Text segment >>
________

About this Research Topic
Several lines of evidence highlighted that the small freshwater cyprinid Danio rerio, commonly known as zebrafish, is an excellent vertebrate model for research purposes in the field of epigenetics. The general strengths of zebrafish over concurrent models are well known: ease of husbandry and maintenance in laboratory, high fecundity, external fertilization, short life cycle and generation time. Beyond this, the increasing popularity of zebrafish for epigenetic research purposes is due to two main reasons. First, components of the epigenetic machinery have been widely characterized in zebrafish, showing overall conservation with mammals. No less important, zebrafish embryos are optically translucent and relatively permeable to a wide range of compounds, allowing non-invasive live imaging of morphogenesis and phenotypes following exposure to environmental stressors that challenge the epigenome. Altogether, these benefits also make zebrafish an outstanding model for large-scale screening of potential therapeutics targeting epigenetic regulatory mechanisms.

________

Extracted data >>
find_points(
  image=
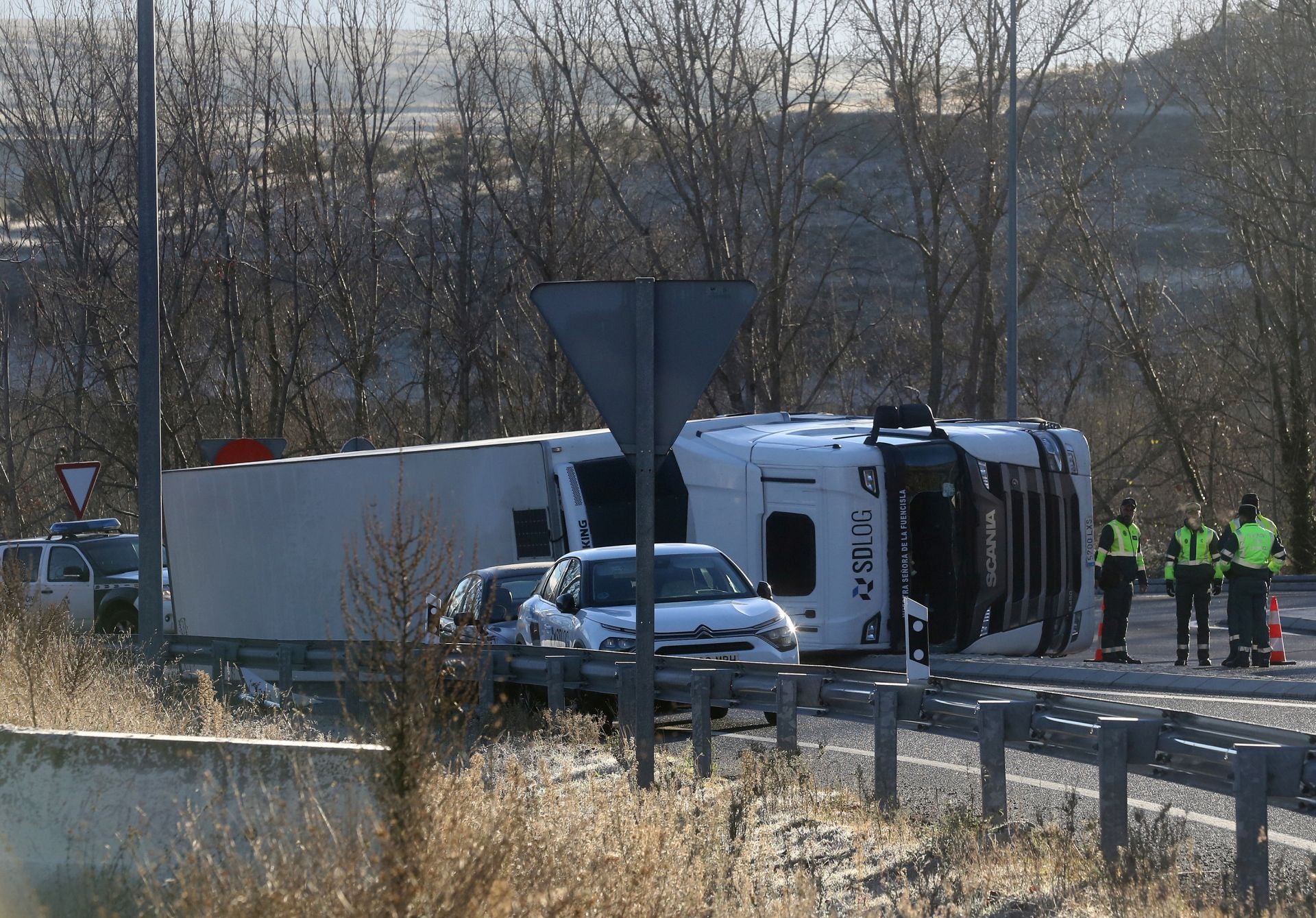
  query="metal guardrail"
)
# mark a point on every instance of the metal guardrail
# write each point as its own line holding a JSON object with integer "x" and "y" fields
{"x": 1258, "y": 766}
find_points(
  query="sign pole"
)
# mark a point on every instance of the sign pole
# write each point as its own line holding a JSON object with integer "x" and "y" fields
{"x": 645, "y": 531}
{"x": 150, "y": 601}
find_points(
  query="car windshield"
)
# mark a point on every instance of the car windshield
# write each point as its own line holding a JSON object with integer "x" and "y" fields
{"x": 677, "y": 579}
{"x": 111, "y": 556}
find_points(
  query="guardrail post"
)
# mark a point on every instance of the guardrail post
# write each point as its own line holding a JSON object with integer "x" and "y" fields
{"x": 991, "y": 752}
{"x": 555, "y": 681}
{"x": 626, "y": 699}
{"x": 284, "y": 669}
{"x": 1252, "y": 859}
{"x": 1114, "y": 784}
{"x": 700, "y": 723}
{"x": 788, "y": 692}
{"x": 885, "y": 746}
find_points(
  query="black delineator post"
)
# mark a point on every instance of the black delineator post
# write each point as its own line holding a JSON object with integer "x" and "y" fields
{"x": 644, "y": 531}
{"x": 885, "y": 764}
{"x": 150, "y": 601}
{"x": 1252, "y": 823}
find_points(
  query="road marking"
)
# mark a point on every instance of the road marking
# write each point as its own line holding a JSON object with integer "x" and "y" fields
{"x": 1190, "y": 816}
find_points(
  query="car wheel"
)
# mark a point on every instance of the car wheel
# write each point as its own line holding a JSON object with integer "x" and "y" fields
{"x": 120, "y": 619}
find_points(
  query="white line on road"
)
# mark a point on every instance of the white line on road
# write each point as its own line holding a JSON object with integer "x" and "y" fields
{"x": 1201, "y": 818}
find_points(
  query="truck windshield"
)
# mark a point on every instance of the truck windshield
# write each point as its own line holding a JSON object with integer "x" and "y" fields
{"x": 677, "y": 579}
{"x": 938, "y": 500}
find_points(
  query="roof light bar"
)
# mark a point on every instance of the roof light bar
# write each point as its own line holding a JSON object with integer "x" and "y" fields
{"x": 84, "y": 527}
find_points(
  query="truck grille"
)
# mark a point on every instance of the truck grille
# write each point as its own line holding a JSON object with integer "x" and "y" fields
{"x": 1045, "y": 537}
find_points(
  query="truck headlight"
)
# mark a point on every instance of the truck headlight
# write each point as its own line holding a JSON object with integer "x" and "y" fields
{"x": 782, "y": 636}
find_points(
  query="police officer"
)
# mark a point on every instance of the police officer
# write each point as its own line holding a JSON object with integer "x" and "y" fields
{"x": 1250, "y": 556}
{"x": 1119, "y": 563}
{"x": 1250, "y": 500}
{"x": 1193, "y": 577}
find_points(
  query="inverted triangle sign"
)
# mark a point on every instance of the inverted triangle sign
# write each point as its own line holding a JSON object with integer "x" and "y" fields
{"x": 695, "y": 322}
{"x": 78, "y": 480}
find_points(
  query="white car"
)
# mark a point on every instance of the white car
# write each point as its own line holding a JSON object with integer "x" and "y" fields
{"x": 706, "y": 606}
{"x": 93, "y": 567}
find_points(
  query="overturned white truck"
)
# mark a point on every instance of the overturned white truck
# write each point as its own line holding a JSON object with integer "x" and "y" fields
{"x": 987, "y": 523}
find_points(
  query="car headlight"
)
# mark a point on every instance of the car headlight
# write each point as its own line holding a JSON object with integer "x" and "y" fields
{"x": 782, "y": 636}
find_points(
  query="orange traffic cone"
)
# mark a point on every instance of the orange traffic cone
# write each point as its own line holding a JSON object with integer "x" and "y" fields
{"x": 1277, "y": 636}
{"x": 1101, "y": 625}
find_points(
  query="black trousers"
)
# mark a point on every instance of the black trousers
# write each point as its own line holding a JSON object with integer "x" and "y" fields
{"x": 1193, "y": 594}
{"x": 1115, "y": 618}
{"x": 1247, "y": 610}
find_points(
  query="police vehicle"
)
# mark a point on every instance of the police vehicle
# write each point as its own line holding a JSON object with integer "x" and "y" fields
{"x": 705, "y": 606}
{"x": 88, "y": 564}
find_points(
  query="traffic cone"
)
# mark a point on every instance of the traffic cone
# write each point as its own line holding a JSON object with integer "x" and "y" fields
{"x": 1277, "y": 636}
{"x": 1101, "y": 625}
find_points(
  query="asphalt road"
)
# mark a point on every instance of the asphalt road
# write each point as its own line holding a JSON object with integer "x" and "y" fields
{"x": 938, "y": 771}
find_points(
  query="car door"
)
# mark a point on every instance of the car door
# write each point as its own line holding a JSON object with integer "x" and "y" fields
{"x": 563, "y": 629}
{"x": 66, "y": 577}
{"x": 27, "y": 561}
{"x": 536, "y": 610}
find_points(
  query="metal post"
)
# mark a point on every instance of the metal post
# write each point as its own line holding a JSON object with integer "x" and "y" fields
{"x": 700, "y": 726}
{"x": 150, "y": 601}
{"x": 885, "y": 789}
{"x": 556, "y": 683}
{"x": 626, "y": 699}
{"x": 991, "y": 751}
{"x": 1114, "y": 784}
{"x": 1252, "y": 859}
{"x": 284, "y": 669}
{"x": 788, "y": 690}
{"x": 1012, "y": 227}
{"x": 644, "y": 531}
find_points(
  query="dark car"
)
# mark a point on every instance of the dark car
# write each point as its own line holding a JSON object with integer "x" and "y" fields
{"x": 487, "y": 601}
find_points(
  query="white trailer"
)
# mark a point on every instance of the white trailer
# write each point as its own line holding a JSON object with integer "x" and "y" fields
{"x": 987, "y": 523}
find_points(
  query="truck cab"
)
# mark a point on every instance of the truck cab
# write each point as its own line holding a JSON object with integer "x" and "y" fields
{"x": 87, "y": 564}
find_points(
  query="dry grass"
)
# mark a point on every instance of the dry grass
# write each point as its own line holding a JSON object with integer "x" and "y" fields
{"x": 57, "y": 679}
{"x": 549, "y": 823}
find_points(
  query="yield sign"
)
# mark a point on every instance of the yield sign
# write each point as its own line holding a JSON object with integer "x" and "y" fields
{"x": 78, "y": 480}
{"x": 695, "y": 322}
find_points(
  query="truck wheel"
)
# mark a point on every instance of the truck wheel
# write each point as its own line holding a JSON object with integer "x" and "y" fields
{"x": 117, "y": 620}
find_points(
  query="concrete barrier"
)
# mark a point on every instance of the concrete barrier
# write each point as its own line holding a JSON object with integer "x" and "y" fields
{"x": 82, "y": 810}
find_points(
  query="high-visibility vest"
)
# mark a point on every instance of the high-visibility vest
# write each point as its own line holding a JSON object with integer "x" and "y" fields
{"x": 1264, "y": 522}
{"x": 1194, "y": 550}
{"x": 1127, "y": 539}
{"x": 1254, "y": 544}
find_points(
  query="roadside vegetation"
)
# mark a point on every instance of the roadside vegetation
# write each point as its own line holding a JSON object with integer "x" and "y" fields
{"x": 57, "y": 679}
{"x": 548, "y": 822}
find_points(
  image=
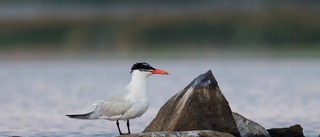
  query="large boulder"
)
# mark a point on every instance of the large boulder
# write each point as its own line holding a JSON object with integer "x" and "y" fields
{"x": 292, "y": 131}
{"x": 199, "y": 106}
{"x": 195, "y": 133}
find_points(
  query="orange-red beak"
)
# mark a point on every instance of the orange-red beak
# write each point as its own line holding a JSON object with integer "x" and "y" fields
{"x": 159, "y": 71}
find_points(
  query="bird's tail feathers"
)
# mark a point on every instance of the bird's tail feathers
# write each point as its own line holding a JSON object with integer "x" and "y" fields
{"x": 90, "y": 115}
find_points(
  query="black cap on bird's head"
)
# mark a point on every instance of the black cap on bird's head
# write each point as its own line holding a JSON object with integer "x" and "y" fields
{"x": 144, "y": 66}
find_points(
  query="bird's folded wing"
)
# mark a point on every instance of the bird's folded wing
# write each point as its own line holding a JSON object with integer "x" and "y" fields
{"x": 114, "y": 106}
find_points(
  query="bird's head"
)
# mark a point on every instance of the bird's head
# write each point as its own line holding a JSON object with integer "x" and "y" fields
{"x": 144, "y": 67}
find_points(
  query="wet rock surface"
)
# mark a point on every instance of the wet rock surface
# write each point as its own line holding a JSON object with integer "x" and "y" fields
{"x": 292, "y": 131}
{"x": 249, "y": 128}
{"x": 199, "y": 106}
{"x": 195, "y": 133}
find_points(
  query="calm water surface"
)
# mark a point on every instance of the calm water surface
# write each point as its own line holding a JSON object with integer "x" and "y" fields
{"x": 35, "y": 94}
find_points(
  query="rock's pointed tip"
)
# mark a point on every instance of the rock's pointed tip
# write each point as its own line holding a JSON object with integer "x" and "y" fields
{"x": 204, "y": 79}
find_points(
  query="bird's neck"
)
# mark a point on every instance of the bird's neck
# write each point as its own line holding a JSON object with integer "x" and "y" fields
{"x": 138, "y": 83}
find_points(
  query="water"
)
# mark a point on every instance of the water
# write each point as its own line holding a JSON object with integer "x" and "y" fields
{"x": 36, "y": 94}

________

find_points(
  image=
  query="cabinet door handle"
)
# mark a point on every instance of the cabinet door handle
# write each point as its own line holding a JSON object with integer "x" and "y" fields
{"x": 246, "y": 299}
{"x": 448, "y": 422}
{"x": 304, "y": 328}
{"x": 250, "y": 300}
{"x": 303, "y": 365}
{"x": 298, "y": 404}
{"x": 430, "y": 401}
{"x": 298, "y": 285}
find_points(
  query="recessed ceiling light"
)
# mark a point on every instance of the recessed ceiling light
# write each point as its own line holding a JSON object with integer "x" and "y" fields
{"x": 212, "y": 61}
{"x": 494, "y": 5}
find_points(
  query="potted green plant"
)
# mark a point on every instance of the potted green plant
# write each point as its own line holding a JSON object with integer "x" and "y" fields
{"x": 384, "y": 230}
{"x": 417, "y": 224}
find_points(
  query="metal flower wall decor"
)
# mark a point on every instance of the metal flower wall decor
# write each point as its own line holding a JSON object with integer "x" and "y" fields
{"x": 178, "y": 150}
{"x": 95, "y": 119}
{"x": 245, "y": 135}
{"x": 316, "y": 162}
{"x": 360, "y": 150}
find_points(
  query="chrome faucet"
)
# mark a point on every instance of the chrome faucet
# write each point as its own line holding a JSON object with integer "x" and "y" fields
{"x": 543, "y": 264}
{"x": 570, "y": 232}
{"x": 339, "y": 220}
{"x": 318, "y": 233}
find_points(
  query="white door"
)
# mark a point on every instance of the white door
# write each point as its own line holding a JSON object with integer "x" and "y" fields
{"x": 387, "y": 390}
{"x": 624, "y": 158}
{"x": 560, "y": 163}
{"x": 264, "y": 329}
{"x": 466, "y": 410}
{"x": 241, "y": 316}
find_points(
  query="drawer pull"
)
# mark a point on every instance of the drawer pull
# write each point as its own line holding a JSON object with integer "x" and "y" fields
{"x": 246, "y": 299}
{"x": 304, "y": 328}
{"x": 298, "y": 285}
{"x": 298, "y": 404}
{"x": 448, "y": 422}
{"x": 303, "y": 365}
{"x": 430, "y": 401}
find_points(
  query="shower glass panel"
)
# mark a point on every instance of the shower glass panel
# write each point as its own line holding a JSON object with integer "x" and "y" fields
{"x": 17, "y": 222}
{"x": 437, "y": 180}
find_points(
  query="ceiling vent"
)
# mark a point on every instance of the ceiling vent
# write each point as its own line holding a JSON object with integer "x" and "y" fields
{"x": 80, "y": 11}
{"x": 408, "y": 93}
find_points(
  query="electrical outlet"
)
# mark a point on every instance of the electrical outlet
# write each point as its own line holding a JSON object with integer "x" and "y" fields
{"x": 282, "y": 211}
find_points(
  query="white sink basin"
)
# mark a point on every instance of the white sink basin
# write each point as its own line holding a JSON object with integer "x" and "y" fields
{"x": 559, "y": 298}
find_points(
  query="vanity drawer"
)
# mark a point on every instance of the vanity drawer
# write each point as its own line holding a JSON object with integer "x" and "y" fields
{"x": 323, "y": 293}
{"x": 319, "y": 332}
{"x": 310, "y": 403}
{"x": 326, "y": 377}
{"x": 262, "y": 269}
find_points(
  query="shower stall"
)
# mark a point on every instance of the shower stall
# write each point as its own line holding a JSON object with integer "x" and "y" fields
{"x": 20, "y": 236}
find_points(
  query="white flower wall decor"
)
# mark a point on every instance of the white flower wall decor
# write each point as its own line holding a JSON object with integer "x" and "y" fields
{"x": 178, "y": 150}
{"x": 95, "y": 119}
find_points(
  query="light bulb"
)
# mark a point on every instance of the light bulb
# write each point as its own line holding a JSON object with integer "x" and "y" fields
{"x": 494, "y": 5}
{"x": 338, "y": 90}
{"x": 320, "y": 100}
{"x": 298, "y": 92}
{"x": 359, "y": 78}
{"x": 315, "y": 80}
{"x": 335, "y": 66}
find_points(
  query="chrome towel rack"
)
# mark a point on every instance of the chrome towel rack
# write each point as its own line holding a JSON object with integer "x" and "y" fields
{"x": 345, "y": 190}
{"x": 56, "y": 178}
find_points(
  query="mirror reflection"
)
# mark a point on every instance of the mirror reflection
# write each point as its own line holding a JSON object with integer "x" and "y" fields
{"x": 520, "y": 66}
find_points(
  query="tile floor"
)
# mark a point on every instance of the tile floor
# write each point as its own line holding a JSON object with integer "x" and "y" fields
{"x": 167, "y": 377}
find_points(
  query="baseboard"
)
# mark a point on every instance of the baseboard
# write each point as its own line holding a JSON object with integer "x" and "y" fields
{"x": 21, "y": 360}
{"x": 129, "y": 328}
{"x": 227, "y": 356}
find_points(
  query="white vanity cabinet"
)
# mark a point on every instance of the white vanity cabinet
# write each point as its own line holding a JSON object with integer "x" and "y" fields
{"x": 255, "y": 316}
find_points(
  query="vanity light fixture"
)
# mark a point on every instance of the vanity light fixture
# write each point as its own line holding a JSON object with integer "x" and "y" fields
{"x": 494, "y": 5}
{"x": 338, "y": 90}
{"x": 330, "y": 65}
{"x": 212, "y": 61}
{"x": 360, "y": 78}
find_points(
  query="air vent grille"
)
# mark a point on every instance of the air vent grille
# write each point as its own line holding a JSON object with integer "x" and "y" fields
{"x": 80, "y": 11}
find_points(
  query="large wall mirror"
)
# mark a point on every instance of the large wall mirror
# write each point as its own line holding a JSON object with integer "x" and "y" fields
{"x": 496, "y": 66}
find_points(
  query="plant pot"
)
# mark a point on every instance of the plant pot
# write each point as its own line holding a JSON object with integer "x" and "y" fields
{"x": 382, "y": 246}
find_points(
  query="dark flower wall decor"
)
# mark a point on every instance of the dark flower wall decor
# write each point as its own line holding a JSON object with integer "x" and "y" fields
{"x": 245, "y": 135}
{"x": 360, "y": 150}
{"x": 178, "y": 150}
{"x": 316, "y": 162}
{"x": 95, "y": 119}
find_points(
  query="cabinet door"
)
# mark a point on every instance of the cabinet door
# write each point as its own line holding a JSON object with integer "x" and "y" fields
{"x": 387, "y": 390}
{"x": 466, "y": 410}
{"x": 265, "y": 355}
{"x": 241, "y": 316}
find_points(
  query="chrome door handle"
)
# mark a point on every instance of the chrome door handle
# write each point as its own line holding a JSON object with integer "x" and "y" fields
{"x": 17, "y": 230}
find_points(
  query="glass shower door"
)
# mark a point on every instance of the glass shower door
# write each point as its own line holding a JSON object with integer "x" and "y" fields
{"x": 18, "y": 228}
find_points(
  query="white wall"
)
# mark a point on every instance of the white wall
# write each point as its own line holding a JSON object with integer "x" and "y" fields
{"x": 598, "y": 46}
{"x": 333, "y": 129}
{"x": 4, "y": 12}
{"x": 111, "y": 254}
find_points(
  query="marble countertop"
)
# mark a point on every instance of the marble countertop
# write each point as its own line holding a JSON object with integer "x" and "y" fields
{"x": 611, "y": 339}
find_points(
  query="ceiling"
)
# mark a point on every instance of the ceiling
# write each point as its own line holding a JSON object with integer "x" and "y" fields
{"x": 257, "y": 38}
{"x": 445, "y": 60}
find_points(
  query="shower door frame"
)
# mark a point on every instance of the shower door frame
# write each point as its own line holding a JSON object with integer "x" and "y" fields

________

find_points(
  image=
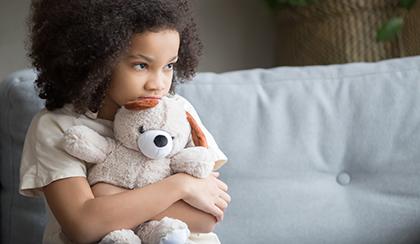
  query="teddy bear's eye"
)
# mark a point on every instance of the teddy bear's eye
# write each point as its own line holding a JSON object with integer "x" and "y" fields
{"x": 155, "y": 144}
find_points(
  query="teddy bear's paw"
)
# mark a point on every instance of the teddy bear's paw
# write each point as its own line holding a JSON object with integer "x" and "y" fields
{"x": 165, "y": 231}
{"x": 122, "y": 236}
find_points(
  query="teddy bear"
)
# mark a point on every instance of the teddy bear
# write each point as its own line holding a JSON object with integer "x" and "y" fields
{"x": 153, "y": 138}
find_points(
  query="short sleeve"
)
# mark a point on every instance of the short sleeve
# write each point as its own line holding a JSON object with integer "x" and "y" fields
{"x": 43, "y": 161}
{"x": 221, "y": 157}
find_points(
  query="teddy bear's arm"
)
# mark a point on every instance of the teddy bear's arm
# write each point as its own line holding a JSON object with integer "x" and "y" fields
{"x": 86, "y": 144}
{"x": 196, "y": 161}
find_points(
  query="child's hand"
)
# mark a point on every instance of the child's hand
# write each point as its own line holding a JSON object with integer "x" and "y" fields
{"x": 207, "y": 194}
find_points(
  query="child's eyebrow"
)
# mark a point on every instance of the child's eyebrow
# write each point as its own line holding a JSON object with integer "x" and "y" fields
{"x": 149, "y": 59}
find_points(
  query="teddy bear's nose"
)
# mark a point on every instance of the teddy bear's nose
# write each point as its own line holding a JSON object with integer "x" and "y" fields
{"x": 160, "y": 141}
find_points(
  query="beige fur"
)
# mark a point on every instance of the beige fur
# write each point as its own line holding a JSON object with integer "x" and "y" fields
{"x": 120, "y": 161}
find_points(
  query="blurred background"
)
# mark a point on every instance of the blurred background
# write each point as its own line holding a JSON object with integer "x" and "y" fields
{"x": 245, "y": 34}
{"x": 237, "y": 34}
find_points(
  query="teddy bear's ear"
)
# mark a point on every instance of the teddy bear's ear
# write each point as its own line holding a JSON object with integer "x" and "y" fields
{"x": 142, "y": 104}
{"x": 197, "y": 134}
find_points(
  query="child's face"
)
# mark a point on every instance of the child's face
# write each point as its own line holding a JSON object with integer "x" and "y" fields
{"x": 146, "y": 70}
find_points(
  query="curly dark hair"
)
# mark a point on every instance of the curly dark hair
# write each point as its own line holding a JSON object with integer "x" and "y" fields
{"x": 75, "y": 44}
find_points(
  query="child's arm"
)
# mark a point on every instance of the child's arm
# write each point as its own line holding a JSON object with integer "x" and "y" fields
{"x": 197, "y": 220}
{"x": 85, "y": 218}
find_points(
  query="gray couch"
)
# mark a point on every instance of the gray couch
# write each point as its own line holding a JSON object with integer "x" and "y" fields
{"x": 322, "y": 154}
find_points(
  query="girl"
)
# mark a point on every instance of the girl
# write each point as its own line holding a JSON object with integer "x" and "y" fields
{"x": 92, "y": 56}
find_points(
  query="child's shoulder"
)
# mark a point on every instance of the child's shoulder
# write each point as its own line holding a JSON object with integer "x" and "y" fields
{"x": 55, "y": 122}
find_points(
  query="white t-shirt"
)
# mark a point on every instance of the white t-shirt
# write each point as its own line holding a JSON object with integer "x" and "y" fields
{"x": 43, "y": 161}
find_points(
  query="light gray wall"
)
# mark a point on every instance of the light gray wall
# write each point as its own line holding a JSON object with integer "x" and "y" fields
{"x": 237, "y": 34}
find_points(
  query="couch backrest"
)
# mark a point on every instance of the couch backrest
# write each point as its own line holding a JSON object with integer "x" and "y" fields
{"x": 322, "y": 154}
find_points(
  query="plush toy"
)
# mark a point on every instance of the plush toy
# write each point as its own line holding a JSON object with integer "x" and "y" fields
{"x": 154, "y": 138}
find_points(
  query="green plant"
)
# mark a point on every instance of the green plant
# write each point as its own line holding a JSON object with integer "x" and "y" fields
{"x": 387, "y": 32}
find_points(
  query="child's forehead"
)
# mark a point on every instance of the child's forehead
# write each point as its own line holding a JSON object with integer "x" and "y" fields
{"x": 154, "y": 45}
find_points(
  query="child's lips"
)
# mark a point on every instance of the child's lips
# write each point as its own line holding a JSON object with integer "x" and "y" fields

________

Please translate this sentence from the zebrafish passage into Spanish: "First, components of the epigenetic machinery have been widely characterized in zebrafish, showing overall conservation with mammals."

Expected answer >> En primer lugar, los componentes de la maquinaria epigenética se han caracterizado ampliamente en el pez cebra, lo que muestra una conservación general con los mamíferos.